▸ **Exercise**:
From the piece on the Roe leak below, set down word for word the passage between "As I write this, pro-life" and "to 50 years.", inclusive.

▸ **Excerpted passage**:
######

The Roe Leak Spotlights America’s Crisis of Credibility

As I write this, pro-life Americans don’t know whether to celebrate, and pro-choice Americans don’t know how to protest. That’s because all of us are looking at the news—a leaked-but-not-yet delivered majority opinion from the United States Supreme Court overturning the Roe v. Wade decision from almost 50 years ago.

For years, many of us working in the pro-life space have anticipated the day that the Supreme Court would announce the repeal of Roe v. Wade. Years ago, when my team and I were working at the Ethics & Religious Liberty Commission (ERLC), we planned a pro-life event called Roe50 to mark the anniversary of the decision. I was the one arguing that the branding team should prepare for the distinct possibility that Roe wouldn’t even make it to 50 years.

Those working in the opposite space, on the abortion rights side, were likewise prepared for such an announcement. None of us were prepared for an announcement quite like this, for an “announcement” that is no announcement at all.

This has never happened before—where a leak from inside the Supreme Court delivers internal memos revealing what the court is planning to do. The resulting confusion means that most people are about 98 percent certain of what the court now plans to do. But we cannot really act on it, because there is always a possibility that the majority could change their mind between now and the release of the opinion.

######

▸ **Data shown**:

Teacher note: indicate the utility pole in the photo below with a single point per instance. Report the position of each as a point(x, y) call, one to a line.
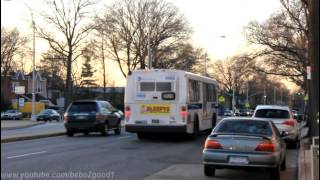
point(247, 96)
point(274, 95)
point(264, 95)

######

▸ **Answer**:
As I write this, pro-life Americans don’t know whether to celebrate, and pro-choice Americans don’t know how to protest. That’s because all of us are looking at the news—a leaked-but-not-yet delivered majority opinion from the United States Supreme Court overturning the Roe v. Wade decision from almost 50 years ago.

For years, many of us working in the pro-life space have anticipated the day that the Supreme Court would announce the repeal of Roe v. Wade. Years ago, when my team and I were working at the Ethics & Religious Liberty Commission (ERLC), we planned a pro-life event called Roe50 to mark the anniversary of the decision. I was the one arguing that the branding team should prepare for the distinct possibility that Roe wouldn’t even make it to 50 years.